§ **Consigne A**
Recopiez fidèlement le passage de l'extrait présenté qui commence par « En élargissant des » et se poursuit jusqu'à « débat public protégé. ».
§ **Consigne B**
Indiquez pour chacune des affirmations suivantes si l'extrait présenté la confirme, en répondant par oui ou par non et en citant les mots exacts de l'extrait qui tranchent. (i) La déclaration est attribuée à la présidente d'Amnesty International France. (ii) Selon la déclaration, l'antisémitisme recule en France. (iii) La proposition de loi introduit la notion de « provocation implicite ».

En amont de l’examen à l’Assemblée nationale de la proposition de loi prétendant vouloir « lutter contre les formes renouvelées de l’antisémitisme », Anne Savinel-Barras, présidente d’Amnesty International France, a déclaré :
« Alors même que l’antisémitisme augmente dangereusement en France, ce texte brouille la compréhension de cette discrimination, ne permet pas de lutter efficacement contre et viole le droit à la liberté d’expression. Il faut que l’Assemblée nationale rejette cette proposition de loi liberticide, répressive et inefficace.
En élargissant des infractions existantes et en introduisant des notions vagues telles que la “provocation implicite” ou la “banalisation” des “actes de terrorisme”, cette proposition de loi crée une insécurité juridique dans un contexte déjà marqué par une application abusive et problématique du délit d’« apologie du terrorisme ». Elle risque ainsi d’élargir encore la pénalisation de discours relevant pourtant du débat public protégé.

§ **Données affichées**
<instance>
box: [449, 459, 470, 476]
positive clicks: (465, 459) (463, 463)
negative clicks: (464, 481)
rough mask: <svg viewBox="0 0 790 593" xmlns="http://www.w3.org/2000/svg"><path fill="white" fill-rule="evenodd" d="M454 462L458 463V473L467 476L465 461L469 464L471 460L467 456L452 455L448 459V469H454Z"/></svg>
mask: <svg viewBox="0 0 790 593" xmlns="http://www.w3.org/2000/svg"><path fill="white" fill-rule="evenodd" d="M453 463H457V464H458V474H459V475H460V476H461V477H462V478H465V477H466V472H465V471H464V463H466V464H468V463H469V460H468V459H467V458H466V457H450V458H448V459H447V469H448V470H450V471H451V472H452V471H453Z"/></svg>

§ **Réponse rédigée A**
En élargissant des infractions existantes et en introduisant des notions vagues telles que la “provocation implicite” ou la “banalisation” des “actes de terrorisme”, cette proposition de loi crée une insécurité juridique dans un contexte déjà marqué par une application abusive et problématique du délit d’« apologie du terrorisme ». Elle risque ainsi d’élargir encore la pénalisation de discours relevant pourtant du débat public protégé.

§ **Réponse rédigée B**
(i) Oui : « Anne Savinel-Barras, présidente d’Amnesty International France, a déclaré ».
(ii) Non : « l’antisémitisme augmente dangereusement en France ».
(iii) Oui : « en introduisant des notions vagues telles que la “provocation implicite” ».